▸ **Data**
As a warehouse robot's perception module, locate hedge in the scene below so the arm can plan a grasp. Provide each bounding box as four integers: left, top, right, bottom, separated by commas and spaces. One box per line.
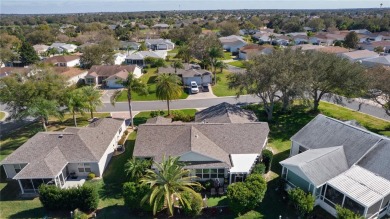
123, 182, 152, 212
262, 149, 273, 173
237, 210, 264, 219
252, 163, 266, 175
181, 191, 203, 217
39, 184, 99, 212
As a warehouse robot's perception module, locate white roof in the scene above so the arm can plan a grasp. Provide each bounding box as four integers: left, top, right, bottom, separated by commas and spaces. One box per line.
229, 154, 259, 174
327, 165, 390, 207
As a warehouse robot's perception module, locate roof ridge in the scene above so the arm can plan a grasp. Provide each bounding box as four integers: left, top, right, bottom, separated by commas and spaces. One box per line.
304, 146, 344, 164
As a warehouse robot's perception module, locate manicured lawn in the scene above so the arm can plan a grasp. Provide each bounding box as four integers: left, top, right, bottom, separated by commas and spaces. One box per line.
116, 68, 188, 101
212, 71, 245, 97
133, 109, 197, 126
207, 196, 229, 207
0, 111, 6, 120
228, 60, 246, 68
218, 51, 233, 60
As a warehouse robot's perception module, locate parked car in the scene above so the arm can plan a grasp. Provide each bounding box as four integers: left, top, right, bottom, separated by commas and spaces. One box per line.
191, 81, 199, 94
202, 85, 209, 92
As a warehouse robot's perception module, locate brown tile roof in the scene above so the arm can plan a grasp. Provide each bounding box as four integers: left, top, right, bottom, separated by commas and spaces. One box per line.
317, 46, 350, 54
52, 67, 86, 78
87, 65, 137, 77
44, 55, 80, 64
239, 44, 273, 53
134, 122, 270, 166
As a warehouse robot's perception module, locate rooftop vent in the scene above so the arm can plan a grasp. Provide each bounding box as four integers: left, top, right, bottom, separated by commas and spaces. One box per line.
59, 134, 63, 138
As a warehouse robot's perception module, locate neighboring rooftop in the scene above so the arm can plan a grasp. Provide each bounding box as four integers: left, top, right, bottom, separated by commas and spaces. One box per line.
53, 67, 86, 78
1, 118, 124, 179
158, 63, 211, 78
341, 50, 379, 60
87, 65, 137, 77
44, 55, 80, 64
195, 102, 258, 123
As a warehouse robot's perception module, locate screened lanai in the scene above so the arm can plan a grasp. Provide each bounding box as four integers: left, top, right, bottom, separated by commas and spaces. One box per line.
325, 166, 390, 218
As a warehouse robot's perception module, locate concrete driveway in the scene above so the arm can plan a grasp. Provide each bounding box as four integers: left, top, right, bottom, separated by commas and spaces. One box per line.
186, 85, 217, 100
101, 88, 121, 103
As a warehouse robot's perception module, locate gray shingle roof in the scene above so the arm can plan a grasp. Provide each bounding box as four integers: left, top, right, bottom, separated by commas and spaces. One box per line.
1, 118, 124, 179
158, 63, 211, 78
280, 146, 349, 186
291, 114, 383, 166
133, 122, 269, 166
195, 102, 258, 123
87, 65, 137, 77
146, 116, 172, 124
357, 139, 390, 181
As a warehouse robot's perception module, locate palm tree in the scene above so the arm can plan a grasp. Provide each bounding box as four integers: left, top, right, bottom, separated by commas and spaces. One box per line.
81, 86, 103, 119
124, 158, 152, 182
176, 44, 191, 63
171, 60, 184, 74
155, 73, 183, 116
140, 156, 202, 216
22, 98, 63, 131
208, 46, 224, 84
111, 73, 148, 129
64, 89, 87, 127
215, 60, 228, 73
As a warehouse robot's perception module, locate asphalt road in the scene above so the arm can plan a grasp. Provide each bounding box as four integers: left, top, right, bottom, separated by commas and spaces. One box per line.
98, 95, 390, 121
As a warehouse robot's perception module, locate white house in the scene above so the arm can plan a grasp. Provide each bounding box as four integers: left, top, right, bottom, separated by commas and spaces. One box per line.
85, 65, 142, 88
125, 50, 167, 67
340, 50, 380, 62
219, 35, 247, 54
0, 118, 126, 194
50, 43, 78, 53
361, 56, 390, 67
238, 44, 273, 60
280, 115, 390, 219
33, 44, 50, 55
145, 39, 175, 51
43, 55, 80, 67
53, 67, 88, 85
158, 63, 212, 87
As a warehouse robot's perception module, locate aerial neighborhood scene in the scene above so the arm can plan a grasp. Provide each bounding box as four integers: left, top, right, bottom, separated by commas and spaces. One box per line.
1, 0, 390, 218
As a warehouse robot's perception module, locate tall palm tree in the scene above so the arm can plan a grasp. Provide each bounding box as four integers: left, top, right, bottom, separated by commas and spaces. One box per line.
124, 157, 152, 182
215, 60, 228, 73
176, 44, 191, 63
81, 86, 103, 119
64, 89, 87, 127
111, 73, 148, 129
22, 98, 63, 131
208, 46, 224, 84
155, 73, 182, 116
171, 60, 184, 74
140, 156, 202, 216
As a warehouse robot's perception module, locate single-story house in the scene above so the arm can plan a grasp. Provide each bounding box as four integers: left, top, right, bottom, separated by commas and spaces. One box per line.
219, 35, 247, 53
145, 39, 175, 51
50, 43, 78, 53
194, 102, 258, 123
118, 41, 141, 51
0, 67, 31, 78
43, 55, 80, 67
361, 56, 390, 67
85, 65, 142, 88
280, 114, 390, 219
238, 44, 273, 60
359, 41, 390, 53
133, 103, 270, 184
125, 50, 167, 67
0, 118, 126, 194
33, 44, 50, 55
340, 50, 380, 62
317, 46, 351, 54
52, 67, 88, 85
158, 63, 212, 86
152, 23, 170, 30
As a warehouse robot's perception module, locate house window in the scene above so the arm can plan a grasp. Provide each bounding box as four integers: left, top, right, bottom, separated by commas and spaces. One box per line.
78, 163, 91, 173
194, 169, 225, 179
14, 164, 26, 173
86, 78, 95, 84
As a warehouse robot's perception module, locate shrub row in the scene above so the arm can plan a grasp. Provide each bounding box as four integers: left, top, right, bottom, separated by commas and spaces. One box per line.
39, 184, 99, 212
262, 149, 273, 173
171, 111, 194, 122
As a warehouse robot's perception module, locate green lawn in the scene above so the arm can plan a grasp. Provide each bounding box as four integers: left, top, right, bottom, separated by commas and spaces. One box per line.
0, 111, 6, 120
228, 60, 246, 68
207, 196, 229, 207
219, 51, 233, 60
116, 68, 188, 101
212, 71, 245, 97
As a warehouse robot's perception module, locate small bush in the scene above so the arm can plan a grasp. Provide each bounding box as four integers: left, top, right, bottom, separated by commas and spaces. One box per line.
252, 163, 266, 175
171, 110, 194, 122
237, 210, 264, 219
287, 188, 315, 216
123, 182, 152, 212
203, 179, 214, 191
73, 209, 89, 219
181, 191, 203, 217
262, 149, 273, 173
336, 205, 363, 219
87, 172, 95, 180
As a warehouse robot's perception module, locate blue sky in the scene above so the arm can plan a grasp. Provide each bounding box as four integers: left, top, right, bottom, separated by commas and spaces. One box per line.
0, 0, 387, 14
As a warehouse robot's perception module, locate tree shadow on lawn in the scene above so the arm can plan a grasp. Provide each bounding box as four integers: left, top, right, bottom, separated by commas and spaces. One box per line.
96, 205, 141, 219
147, 75, 157, 84
8, 207, 47, 219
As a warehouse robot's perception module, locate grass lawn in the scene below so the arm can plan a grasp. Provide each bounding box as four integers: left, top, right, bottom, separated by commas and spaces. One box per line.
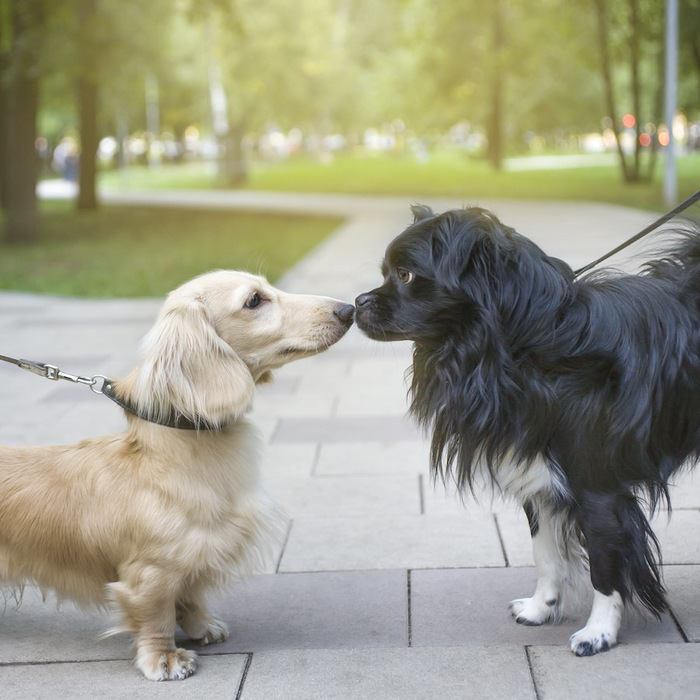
99, 151, 700, 212
0, 202, 341, 297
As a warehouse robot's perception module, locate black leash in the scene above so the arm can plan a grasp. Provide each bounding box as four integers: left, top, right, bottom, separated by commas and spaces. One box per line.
0, 354, 213, 431
573, 189, 700, 277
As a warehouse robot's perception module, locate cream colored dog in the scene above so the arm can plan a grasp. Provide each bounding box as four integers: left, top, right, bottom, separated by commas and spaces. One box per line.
0, 270, 354, 681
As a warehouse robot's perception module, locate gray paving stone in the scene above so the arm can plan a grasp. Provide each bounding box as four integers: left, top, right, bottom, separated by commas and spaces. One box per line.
654, 510, 700, 564
240, 646, 535, 700
253, 390, 335, 418
255, 374, 300, 395
315, 441, 430, 476
39, 400, 129, 444
264, 475, 420, 517
189, 570, 407, 653
0, 399, 128, 446
279, 513, 505, 571
495, 509, 537, 567
529, 643, 700, 700
410, 567, 682, 648
260, 443, 317, 477
0, 589, 127, 663
423, 480, 520, 516
334, 389, 410, 417
668, 469, 700, 509
273, 415, 422, 443
252, 416, 279, 444
665, 564, 700, 641
347, 356, 413, 382
0, 654, 246, 699
288, 359, 353, 393
2, 325, 147, 364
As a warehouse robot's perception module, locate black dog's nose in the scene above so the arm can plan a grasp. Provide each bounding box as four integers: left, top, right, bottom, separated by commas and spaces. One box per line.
333, 303, 355, 325
355, 293, 374, 308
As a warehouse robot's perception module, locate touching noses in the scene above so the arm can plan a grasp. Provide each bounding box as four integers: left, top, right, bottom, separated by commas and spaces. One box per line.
333, 303, 355, 325
354, 293, 374, 308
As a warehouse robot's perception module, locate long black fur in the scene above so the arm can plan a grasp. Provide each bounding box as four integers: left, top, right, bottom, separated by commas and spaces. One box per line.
355, 205, 700, 617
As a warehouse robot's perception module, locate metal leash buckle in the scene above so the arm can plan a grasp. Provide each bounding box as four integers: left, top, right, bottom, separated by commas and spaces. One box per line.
18, 360, 59, 380
90, 375, 109, 394
43, 364, 60, 380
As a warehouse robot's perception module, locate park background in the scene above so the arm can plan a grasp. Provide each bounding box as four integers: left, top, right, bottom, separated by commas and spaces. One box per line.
0, 0, 699, 295
2, 1, 700, 697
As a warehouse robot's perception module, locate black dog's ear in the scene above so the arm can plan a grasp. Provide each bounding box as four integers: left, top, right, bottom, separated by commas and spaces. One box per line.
410, 204, 434, 223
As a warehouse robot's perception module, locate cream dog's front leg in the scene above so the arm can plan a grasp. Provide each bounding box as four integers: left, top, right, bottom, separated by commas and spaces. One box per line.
177, 582, 229, 646
109, 564, 197, 681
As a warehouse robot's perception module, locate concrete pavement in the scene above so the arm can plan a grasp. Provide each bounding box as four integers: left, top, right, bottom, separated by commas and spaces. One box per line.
1, 191, 699, 698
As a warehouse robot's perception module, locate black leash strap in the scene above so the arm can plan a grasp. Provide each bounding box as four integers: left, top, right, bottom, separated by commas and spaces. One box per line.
0, 353, 214, 431
574, 189, 700, 277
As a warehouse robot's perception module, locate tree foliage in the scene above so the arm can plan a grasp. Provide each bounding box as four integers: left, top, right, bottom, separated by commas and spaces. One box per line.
1, 0, 699, 239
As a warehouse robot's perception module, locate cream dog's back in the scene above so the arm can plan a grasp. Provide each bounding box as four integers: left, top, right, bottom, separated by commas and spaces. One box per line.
0, 421, 273, 608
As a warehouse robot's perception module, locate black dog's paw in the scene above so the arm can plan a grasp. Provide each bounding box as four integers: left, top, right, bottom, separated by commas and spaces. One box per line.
569, 626, 616, 656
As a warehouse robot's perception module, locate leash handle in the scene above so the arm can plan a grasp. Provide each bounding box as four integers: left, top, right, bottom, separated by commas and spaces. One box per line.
574, 189, 700, 277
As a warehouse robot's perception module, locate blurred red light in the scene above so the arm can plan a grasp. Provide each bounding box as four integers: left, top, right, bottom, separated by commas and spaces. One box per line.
622, 113, 636, 128
639, 133, 651, 147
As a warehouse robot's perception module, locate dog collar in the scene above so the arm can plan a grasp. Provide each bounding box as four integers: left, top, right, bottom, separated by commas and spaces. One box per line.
101, 379, 222, 431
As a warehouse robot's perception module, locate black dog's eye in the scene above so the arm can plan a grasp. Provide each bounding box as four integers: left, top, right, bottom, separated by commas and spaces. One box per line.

▸ **What is expected**
Each line from the one that includes "As a warehouse robot's perception module, locate black dog's paw" down to the close of the records above is to be given again exactly, and no other line is to appear.

▸ **Completed exercise**
As a warehouse robot's perception module, locate black dog's paw in the scene above so the arm can plan a grasp. Provide each bounding box as four integers: left, top, right, bottom, separated by commas and spaces. One box per line.
569, 626, 616, 656
As a warehouse robot's perception module, locate leash handle in the scene above so the arm can plan a grasp. Provide each bounding box as four integers: left, top, right, bottom, separated by commas and spaces. One box per line.
574, 189, 700, 277
As a warehouse robot's perception module, locate blurred red light in the scene above so the arm can plan a grasp. Provide each bounding box as four integers: left, top, right, bottom, separated by commas and spaces. One box per line.
622, 113, 636, 128
639, 133, 651, 147
As a warehouse robot's perception module, locate dog collar in the scene above so the arm can plan a grasp. Provide each bounding box as four integers: left, top, right, bottom, separated by commas and spaces. One box per line.
101, 379, 222, 431
As a warehouse robot's perception module, locate black dog's eye in the scene above so the arm can plan a grasp. Provide each bounding box as four integers: left, top, right, bottom, separated by commas and spaces. One box per line.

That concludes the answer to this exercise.